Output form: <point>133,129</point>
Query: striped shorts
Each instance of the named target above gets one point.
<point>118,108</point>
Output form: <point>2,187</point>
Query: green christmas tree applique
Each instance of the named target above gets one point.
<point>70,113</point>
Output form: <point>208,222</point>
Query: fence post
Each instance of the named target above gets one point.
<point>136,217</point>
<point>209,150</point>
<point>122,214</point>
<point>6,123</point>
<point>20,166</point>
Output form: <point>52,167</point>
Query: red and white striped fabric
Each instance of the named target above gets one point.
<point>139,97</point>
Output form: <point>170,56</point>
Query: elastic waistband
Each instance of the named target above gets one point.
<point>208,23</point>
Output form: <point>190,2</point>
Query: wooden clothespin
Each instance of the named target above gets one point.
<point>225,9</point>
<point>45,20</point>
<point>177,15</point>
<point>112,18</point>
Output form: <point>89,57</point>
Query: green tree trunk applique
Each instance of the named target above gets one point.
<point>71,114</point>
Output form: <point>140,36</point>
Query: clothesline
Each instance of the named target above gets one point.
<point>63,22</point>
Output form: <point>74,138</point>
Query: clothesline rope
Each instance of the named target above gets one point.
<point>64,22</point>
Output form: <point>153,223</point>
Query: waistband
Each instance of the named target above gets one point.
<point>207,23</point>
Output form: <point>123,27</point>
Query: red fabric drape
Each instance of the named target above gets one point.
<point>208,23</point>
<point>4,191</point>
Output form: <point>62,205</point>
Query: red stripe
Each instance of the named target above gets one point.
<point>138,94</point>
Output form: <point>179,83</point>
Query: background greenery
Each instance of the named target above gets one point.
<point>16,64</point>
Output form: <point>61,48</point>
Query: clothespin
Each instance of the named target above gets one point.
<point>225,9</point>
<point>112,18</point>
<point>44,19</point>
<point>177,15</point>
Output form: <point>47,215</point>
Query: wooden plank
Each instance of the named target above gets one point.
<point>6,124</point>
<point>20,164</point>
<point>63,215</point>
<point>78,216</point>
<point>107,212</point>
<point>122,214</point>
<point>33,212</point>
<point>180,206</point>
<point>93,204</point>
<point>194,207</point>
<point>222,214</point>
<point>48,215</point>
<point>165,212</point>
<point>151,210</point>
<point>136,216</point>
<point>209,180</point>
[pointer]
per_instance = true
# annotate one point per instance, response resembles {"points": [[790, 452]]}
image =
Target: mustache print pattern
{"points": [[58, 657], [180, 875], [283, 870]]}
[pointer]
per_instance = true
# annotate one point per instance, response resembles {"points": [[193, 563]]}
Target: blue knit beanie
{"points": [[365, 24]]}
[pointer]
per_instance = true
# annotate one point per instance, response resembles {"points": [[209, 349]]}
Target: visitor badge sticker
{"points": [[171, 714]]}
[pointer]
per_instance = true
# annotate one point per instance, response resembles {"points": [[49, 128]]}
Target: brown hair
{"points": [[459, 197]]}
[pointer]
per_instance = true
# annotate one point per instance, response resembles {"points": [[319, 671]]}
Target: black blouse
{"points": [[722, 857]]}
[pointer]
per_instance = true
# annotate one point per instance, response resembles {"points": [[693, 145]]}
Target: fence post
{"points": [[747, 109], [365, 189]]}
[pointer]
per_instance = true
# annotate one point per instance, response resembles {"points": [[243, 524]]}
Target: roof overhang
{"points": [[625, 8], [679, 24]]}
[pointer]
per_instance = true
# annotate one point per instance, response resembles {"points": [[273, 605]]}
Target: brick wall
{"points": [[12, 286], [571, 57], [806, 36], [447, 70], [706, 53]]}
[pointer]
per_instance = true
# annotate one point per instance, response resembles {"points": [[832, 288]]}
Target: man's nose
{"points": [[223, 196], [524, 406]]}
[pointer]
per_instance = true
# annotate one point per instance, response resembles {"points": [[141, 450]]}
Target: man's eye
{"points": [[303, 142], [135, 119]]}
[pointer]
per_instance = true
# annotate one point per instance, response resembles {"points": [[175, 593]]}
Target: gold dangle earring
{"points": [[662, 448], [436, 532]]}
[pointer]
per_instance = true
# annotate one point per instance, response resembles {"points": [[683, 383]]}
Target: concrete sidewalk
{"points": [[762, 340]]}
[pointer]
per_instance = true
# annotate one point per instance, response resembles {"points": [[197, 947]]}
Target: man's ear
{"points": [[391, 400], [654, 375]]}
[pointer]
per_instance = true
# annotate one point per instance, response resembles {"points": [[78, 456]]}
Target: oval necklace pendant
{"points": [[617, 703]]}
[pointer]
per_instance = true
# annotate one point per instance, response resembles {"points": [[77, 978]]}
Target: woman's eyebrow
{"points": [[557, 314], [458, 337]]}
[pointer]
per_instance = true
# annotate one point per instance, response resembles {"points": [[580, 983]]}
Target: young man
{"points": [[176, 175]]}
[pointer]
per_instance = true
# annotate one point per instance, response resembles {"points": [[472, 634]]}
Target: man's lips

++++++++++

# STATED GOAL
Return all of the rows above unchanged, character for character.

# WRITTEN RESPONSE
Output form: <point>133,129</point>
Query: striped shorts
Each instance of the named target above gets one point.
<point>118,108</point>
Output form: <point>2,187</point>
Query: green christmas tree applique
Each instance of the named target above gets one point.
<point>70,113</point>
Output form: <point>208,222</point>
Query: fence post
Each instance of the named target above gets one point.
<point>136,217</point>
<point>209,150</point>
<point>122,214</point>
<point>6,123</point>
<point>20,166</point>
Output form: <point>52,167</point>
Query: red and white striped fabric
Each instance of the named target above gets one point.
<point>139,97</point>
Output form: <point>170,56</point>
Query: elastic waistband
Each instance of the named target above gets one point.
<point>208,23</point>
Output form: <point>190,2</point>
Query: wooden clothespin
Each instance of the named target above gets one point.
<point>225,9</point>
<point>45,20</point>
<point>177,15</point>
<point>112,18</point>
Output form: <point>89,57</point>
Query: green tree trunk applique
Each instance of the named target above gets one point.
<point>71,114</point>
Output form: <point>140,36</point>
Query: clothesline
Each instance of the named target above gets one point.
<point>63,22</point>
Output form: <point>74,138</point>
Query: clothesline rope
Each instance of the named target above gets one point.
<point>64,22</point>
Output form: <point>153,223</point>
Query: waistband
Each instance of the named target above gets one point.
<point>207,23</point>
Output form: <point>123,27</point>
Query: red fabric drape
Each instance of the named target above gets one point.
<point>208,23</point>
<point>4,191</point>
Output form: <point>62,205</point>
Query: red stripe
Each instance of the named target above gets one point.
<point>138,94</point>
Output form: <point>179,83</point>
Query: background greenery
Each instance of the named target above gets one point.
<point>16,64</point>
Output form: <point>61,48</point>
Query: clothespin
Each instance of the named target above gets one point.
<point>225,9</point>
<point>112,18</point>
<point>44,19</point>
<point>177,15</point>
Output form: <point>47,215</point>
Query: wooden plank
Each instance of the named target above gets one point.
<point>6,124</point>
<point>20,164</point>
<point>63,215</point>
<point>78,216</point>
<point>107,212</point>
<point>122,214</point>
<point>33,212</point>
<point>180,206</point>
<point>93,204</point>
<point>194,207</point>
<point>222,214</point>
<point>48,215</point>
<point>165,212</point>
<point>151,210</point>
<point>136,216</point>
<point>209,180</point>
[pointer]
per_instance = true
# annotate one point per instance, response resembles {"points": [[790, 452]]}
image =
Target: mustache print pattern
{"points": [[58, 657], [180, 875], [283, 870]]}
[pointer]
per_instance = true
# annotate one point per instance, response resembles {"points": [[193, 563]]}
Target: blue knit beanie
{"points": [[365, 24]]}
[pointer]
per_instance = true
# annotate one point per instance, response resembles {"points": [[209, 349]]}
Target: visitor badge sticker
{"points": [[171, 714]]}
[pointer]
per_instance = true
# annotate one point per instance, response resembles {"points": [[49, 128]]}
Target: brown hair
{"points": [[459, 197]]}
[pointer]
per_instance = true
# annotate one point per instance, response resembles {"points": [[319, 671]]}
Target: black blouse
{"points": [[722, 857]]}
[pointer]
per_instance = true
# annotate one point per instance, response resembles {"points": [[693, 145]]}
Target: fence post
{"points": [[747, 109], [365, 189]]}
[pointer]
per_instance = true
# annotate one point per instance, response resembles {"points": [[243, 524]]}
Target: roof overhang
{"points": [[625, 8], [679, 24]]}
[pointer]
per_instance = true
# annotate one point per instance, response resembles {"points": [[273, 605]]}
Target: brick wall
{"points": [[12, 286], [571, 57], [806, 36], [447, 70], [706, 53]]}
[pointer]
per_instance = true
# annotate one point per instance, response resembles {"points": [[832, 288]]}
Target: man's nose
{"points": [[223, 196], [524, 406]]}
[pointer]
per_instance = true
# annotate one point per instance, response resembles {"points": [[141, 450]]}
Target: man's eye
{"points": [[303, 142], [135, 119]]}
[pointer]
per_instance = true
# annotate one point per instance, response resembles {"points": [[175, 593]]}
Target: gold dangle earring
{"points": [[662, 448], [436, 532]]}
[pointer]
per_instance = true
# annotate one point per instance, response resembles {"points": [[683, 383]]}
Target: concrete sidewalk
{"points": [[762, 340]]}
[pointer]
per_instance = true
# annotate one point per instance, response resembles {"points": [[197, 947]]}
Target: man's ear
{"points": [[391, 400], [654, 375]]}
[pointer]
per_instance = true
# annotate one point per instance, response resembles {"points": [[78, 456]]}
Target: oval necklace pendant
{"points": [[617, 703]]}
[pointer]
per_instance = true
# annotate one point per instance, response resembles {"points": [[77, 978]]}
Target: woman's eyebrow
{"points": [[557, 314], [458, 337]]}
[pointer]
per_instance = true
# annotate one point per instance, response resembles {"points": [[580, 983]]}
Target: young man
{"points": [[176, 175]]}
[pointer]
per_instance = true
# annotate one point per instance, response resembles {"points": [[472, 634]]}
Target: man's lips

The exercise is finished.